(Saved data entries)
- - - -

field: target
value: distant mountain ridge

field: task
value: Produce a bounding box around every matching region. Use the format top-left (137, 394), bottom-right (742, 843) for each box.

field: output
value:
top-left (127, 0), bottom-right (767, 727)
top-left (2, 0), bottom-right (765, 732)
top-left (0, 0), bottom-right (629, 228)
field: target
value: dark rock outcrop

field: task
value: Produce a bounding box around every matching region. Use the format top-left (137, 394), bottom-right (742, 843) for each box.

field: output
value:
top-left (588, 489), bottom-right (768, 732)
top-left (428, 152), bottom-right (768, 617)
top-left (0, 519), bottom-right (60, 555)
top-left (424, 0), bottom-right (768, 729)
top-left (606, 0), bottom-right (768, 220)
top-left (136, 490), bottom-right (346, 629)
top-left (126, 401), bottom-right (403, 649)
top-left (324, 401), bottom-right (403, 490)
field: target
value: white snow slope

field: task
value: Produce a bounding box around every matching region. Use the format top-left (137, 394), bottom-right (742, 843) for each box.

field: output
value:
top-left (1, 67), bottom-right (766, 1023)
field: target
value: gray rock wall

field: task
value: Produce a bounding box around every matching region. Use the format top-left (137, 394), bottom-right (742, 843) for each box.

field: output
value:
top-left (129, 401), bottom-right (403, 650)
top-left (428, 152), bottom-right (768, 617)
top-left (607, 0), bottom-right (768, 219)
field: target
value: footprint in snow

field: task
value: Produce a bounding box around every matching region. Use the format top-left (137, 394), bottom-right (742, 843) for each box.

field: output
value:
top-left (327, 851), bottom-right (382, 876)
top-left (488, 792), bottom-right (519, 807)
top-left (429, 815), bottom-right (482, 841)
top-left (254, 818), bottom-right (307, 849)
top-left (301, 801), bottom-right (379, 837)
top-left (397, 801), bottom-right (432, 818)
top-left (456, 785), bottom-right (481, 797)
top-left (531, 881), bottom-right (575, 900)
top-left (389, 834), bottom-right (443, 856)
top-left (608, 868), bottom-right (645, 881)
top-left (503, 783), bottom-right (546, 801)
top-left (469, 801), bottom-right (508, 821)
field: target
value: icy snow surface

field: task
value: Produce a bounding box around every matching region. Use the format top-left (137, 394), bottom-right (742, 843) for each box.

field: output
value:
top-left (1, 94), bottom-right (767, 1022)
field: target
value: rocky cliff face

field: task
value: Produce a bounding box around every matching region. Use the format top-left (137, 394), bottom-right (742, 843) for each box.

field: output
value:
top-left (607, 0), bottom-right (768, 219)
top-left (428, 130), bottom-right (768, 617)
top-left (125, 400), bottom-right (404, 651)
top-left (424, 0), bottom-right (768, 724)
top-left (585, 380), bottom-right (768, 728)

- - - -

Exercise |
Each line of the data must be set down again as it is.

Your response |
field: target
value: distant mountain ridge

field: task
value: Produce a bounding box around every matching region. Use the format top-left (137, 394), bottom-right (742, 843) for each box.

field: output
value:
top-left (127, 0), bottom-right (767, 727)
top-left (2, 0), bottom-right (765, 732)
top-left (0, 0), bottom-right (629, 228)
field: target
value: dark rock outcrop

field: task
value: Produce a bounding box around every matching region. Use the format top-left (137, 394), bottom-right (742, 843) for each box.

field: output
value:
top-left (588, 489), bottom-right (768, 732)
top-left (428, 152), bottom-right (768, 617)
top-left (0, 519), bottom-right (60, 555)
top-left (424, 0), bottom-right (768, 729)
top-left (606, 0), bottom-right (768, 220)
top-left (136, 490), bottom-right (346, 629)
top-left (126, 401), bottom-right (403, 649)
top-left (324, 401), bottom-right (403, 490)
field: target
value: white snow slope

field: task
value: Produce a bounding box around every matching region. Use the format top-left (137, 394), bottom-right (742, 843) for each box.

field: output
value:
top-left (1, 67), bottom-right (766, 1023)
field: target
value: gray rock wall

field: task
value: Produce a bounding box around every matching region. Use the format top-left (137, 394), bottom-right (742, 843) for each box.

field: output
value:
top-left (129, 401), bottom-right (403, 650)
top-left (428, 152), bottom-right (768, 617)
top-left (607, 0), bottom-right (768, 219)
field: target
value: footprint in snow

field: task
value: Produce a bounding box around every matching region. Use the format top-left (137, 394), bottom-right (742, 843) for each box.

field: output
value:
top-left (327, 851), bottom-right (382, 876)
top-left (488, 792), bottom-right (519, 807)
top-left (429, 815), bottom-right (482, 841)
top-left (254, 818), bottom-right (307, 849)
top-left (301, 801), bottom-right (379, 837)
top-left (397, 801), bottom-right (432, 818)
top-left (456, 785), bottom-right (481, 797)
top-left (531, 881), bottom-right (575, 900)
top-left (389, 834), bottom-right (443, 856)
top-left (608, 868), bottom-right (645, 881)
top-left (503, 783), bottom-right (546, 801)
top-left (469, 801), bottom-right (508, 821)
field: target
value: icy snow surface

field: task
value: Produce a bounding box around every matching region. Use the format top-left (137, 394), bottom-right (742, 843) for each box.

field: output
value:
top-left (1, 94), bottom-right (767, 1022)
field: target
value: rocky cliff face

field: task
value: Produce a bounding box around every matching region. Use the format top-left (137, 394), bottom-right (742, 843) for each box.

field: output
value:
top-left (607, 0), bottom-right (768, 219)
top-left (428, 130), bottom-right (768, 617)
top-left (125, 400), bottom-right (404, 651)
top-left (424, 0), bottom-right (768, 724)
top-left (585, 380), bottom-right (768, 728)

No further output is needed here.